---- Brano proposto
Questo, per quanto riguarda il periodo di crisi.

Ma si doveva pur tenere conto che, in vista della differente potenzialità della rete ferroviaria nostra e di quella della monarchia austro-ungarica, il gettito giornaliero di truppe che poteva affluire alla frontiera tra la Pontebba ed il mare era sensibilmente maggiore per gli avversari che per noi.

Perciò, se la situazione politico - militare degli alleati sui vari teatri d’operazione lo permettesse, noi avremmo potuto essere costretti a subire un attacco con forze rilevanti prima che tutte le nostre truppe potessero entrare in azione.

Cosicchè era di somma importanza che il momento della nostra entrata in azione fosse scelto opportunamente non solo; ma che, una volta deciso, la condotta del Governo si svolgesse senza esitanze capaci di causare sia pure un lieve arresto al corso delle operazioni predisposte; perchè ogni perdita di tempo per noi, avrebbe costituito per i nostri avversari un guadagno grandissimo.

Tutte queste considerazioni feci presente al Governo il 15 febbraio, e l’azione politica procedette in pieno accordo con quella militare fino alla nostra entrata in guerra.

La vera mobilitazione occulta fu poi iniziata verso la metà di maggio, e proseguita gradualmente fino alla dichiarazione di guerra, cercando di renderla il meno possibile appariscente agli occhi dell’avversario.

Ma, oltre ai provvedimenti organici e per la mobilitazione dell’esercito, molti altri se ne presero durante i mesi della preparazione per conferire al medesimo la voluta efficienza.

Mi limiterò a dare un cenno dei principali:

Disciplina:

Si sono diffusamente esaminate nel Capitolo I le cause che avevano contribuito ad affievolire la disciplina nell’esercito.

In seguito ad alcuni gravi fatti di indisciplina accaduti nel settembre 1914, rappresentavo al Ministero della guerra la necessità di energici provvedimenti per ristabilire quello che è senza alcun dubbio il primo elemento di potenza di un esercito.

Dicevo in questa lettera che quei fatti erano più che indizio, prova di una grave perturbazione dell’ambiente militare, e segno manifesto che la indisciplina del Paese si era riverberata nell’esercito, dove si raccoglievano i frutti velenosi della propaganda che, negli ultimi anni, senza freni adeguati, si era lasciata svolgere fra il popolo contro le nostre istituzioni.
--------
---- Dati riportati
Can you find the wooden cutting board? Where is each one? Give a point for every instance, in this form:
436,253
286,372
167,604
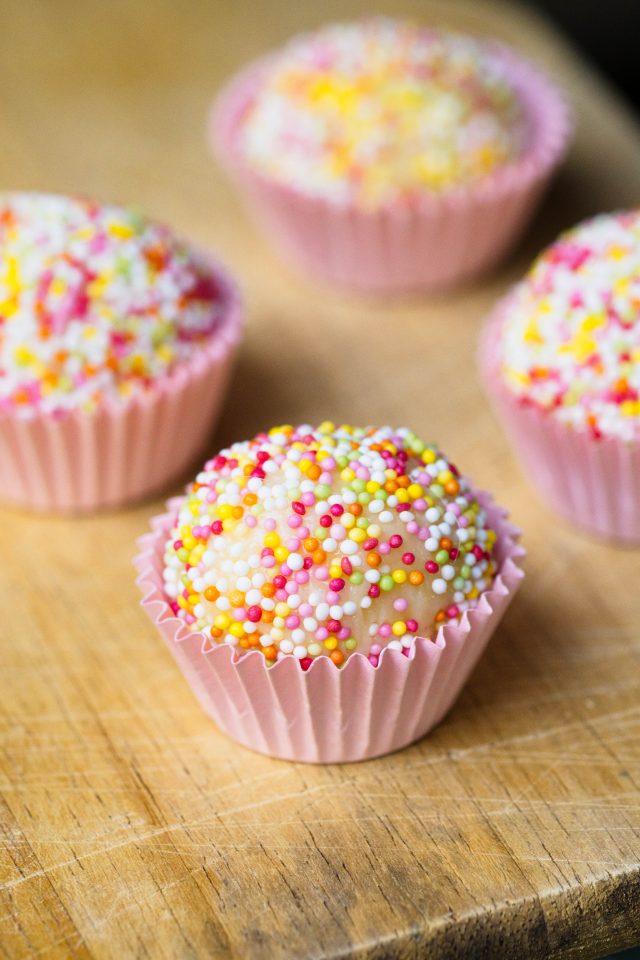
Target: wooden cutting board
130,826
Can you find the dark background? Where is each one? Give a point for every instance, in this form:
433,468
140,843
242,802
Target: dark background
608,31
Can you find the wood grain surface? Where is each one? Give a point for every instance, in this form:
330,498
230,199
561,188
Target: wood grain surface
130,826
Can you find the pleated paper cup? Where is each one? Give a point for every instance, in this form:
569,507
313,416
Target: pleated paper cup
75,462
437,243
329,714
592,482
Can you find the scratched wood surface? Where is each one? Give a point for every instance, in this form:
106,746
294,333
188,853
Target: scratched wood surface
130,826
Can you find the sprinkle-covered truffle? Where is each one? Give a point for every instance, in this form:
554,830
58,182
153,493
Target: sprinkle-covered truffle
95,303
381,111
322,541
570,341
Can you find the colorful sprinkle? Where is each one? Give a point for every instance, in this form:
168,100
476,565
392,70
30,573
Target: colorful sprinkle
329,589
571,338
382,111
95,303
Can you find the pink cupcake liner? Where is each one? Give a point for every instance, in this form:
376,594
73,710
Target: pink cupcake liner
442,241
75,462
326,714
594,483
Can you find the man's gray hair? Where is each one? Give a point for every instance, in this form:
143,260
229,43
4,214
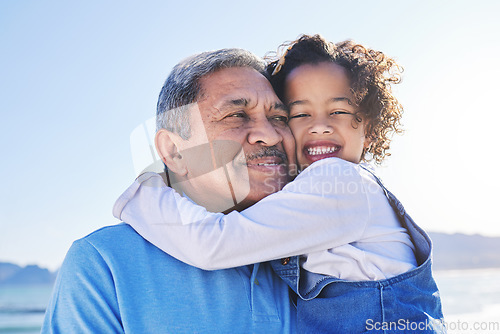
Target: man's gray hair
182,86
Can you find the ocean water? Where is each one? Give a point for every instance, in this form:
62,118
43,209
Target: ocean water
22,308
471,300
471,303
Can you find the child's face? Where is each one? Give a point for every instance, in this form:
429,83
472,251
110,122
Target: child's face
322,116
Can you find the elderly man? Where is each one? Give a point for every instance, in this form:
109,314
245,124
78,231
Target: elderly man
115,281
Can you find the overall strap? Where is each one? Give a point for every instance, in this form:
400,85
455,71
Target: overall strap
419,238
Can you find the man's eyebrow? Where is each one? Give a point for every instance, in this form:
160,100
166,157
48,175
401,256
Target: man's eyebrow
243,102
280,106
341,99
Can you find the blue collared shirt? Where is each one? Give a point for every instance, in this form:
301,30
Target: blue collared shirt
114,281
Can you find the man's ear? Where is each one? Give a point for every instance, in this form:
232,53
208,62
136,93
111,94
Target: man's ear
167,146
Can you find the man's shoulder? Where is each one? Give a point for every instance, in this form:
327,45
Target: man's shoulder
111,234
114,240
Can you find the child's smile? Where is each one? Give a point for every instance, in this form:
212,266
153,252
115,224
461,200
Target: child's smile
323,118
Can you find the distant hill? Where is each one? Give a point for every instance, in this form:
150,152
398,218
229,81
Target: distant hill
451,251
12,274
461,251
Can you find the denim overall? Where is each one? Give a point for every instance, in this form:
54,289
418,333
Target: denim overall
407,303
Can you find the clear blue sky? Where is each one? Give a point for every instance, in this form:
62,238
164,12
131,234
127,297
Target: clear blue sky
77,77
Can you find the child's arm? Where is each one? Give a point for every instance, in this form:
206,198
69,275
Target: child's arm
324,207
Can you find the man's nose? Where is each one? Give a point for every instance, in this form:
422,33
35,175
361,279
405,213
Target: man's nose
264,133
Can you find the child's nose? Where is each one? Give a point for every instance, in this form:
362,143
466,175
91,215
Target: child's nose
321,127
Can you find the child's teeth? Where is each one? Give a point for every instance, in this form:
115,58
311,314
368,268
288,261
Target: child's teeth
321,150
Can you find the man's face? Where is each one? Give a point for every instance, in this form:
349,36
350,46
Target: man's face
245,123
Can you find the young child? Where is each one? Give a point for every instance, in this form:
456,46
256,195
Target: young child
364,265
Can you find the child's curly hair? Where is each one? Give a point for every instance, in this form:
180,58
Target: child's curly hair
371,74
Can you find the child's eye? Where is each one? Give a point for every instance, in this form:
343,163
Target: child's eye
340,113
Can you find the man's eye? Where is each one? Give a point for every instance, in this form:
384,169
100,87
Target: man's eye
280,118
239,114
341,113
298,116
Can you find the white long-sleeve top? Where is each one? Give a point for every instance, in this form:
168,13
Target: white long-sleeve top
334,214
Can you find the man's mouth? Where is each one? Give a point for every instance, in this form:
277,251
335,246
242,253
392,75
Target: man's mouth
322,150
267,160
--------
• **Esercizi**:
a) Indica se ciascuna affermazione concorda con il brano, rispondendo sì o no e citando le parole decisive. (i) Alla frontiera tra la Pontebba e il mare potevano affluire ogni giorno più truppe avversarie che italiane. (ii) La mobilitazione occulta cominciò verso la metà di febbraio. (iii) I gravi fatti di indisciplina risalgono al settembre 1914.
b) Secondo il brano, in quale giorno furono esposte al Governo tutte quelle considerazioni?
c) Prosegui il brano sulla preparazione dell'esercito alla guerra a partire dall'ultima frase riportata.
I record provengono da una fonte diversa dal brano.

• **Soluzioni finali**:
a)
(i) Sì: "il gettito giornaliero di truppe che poteva affluire alla frontiera tra la Pontebba ed il mare era sensibilmente maggiore per gli avversari che per noi".
(ii) No: "La vera mobilitazione occulta fu poi iniziata verso la metà di maggio".
(iii) Sì: "In seguito ad alcuni gravi fatti di indisciplina accaduti nel settembre 1914".

b) Il 15 febbraio.

c)
Codeste deplorevoli manifestazioni di indisciplina avevano pur troppo cause profonde e lontane;

ma fra le più vicine potevano essere ricordate:

le clamorose ed impunite proteste dei richiamati delle classi 1888 e 1889, reclamanti il sollecito congedamento allo spirare dei sei mesi di servizio in Libia; i congedamenti concessi sotto la pressione di ammutinamenti minacciati e tollerati;

le occasioni ad atti contro la disciplina col tenere i soldati male equipaggiati;

la ritardata distribuzione degli indispensabili oggetti di corredo;

il compromesso prestigio degli ufficiali, esposti, al pari della truppa, a continui insulti della folla nei servizi di pubblica sicurezza; la insufficienza delle indennità agli ufficiali stessi quando intervenivano ai campi; gli stipendi divenuti irrisori in relazione all’aumentato costo della vita.

Perfino le autorità si sentivano così esautorate ed intimidite dal dilagare della indisciplina, da diventare incline a nascondere e mascherare gravissime mancanze; le autorità stesse per non incorrere in responsabilità, tolleravano e lasciavano andare:

aggravavano così il male e ne favorivano lo sviluppo, concedendo, quasi favorendo, impunità vergognose.

Perfino i consigli e le commissioni di disciplina e i tribunali militari non esitavano a raccogliere le discriminanti che tornavano più giovevoli all’imputato e, se qualche volta non concludevano per l’assoluzione, applicavano pene o promuovevano punizioni di incredibile mitezza.

Occorreva perciò, finchè si era ancora in tempo, colpire risolutamente: e non solo in basso (col rendere più severe le sanzioni del regolamento di disciplina, perchè quelle allora consentite erano state tanto attenuate rispetto alle antiche da dimostrarsi insufficienti), ma anche in alto, contro tutti coloro i quali non sapevano o non volevano nè prevenire con oculatezza, nè reprimere con la dovuta indispensabile energia.

Occorreva in una parola fornire ai comandanti ed alle autorità superiori i mezzi efficaci per mantenere una severa disciplina, e colpirli senza pietà se non se ne sapevano servire.

Se non si provvedeva subito e senza false pietà, l’andazzo era già di tanto peggiorato che prestissimo saremmo precipitati verso il punto in cui non sarebbe più stato possibile restaurare la disciplina.

Tale era, senza esagerazione alcuna, lo stato della disciplina nell’esercito alla vigilia della nostra entrata in guerra.

Sentito il parere dei comandanti designati d’armata e dei comandanti di corpo d’armata, io presentavo il 29 settembre al ministero della guerra una serie di proposte per ristabilire saldamente i vincoli della disciplina — proposte che venivano in buona parte accolte ed applicate.

Alla vigilia della dichiarazione di guerra, cioè il 19 maggio, emanavo la seguente circolare sulla disciplina in guerra:

I.

Il Comando supremo vuole che in ogni contingenza di luogo e di tempo, regni sovrana in tutto l’esercito una ferrea disciplina.

Essa è condizione indispensabile per conseguire quella vittoria che il Paese aspetta fidente ed il suo esercito deve dargli.

II.

— Sia disciplina che si sprigioni dal fondo dell’anima, ma investa altresì tutte le manifestazioni esteriori; sia disciplina spirituale ed insieme formale, poichè le due cose sono inscindibili, e solo dall’intimo loro nesso derivano gli attributi veramente sostanziali dell’abito disciplinare:

l’ordine perfetto e l’obbedienza assoluta.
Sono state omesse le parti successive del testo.